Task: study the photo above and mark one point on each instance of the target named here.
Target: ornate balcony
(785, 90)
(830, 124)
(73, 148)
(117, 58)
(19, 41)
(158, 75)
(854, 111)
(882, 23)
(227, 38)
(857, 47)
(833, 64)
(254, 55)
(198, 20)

Aim of the task
Copy out the material above word for word, keeping every line as it appears.

Task response
Task: study the photo above and mark one point on each instance of the target named here.
Target: ornate balcony
(785, 90)
(830, 124)
(73, 148)
(117, 58)
(19, 41)
(158, 75)
(854, 111)
(882, 23)
(227, 38)
(857, 47)
(833, 64)
(254, 55)
(198, 20)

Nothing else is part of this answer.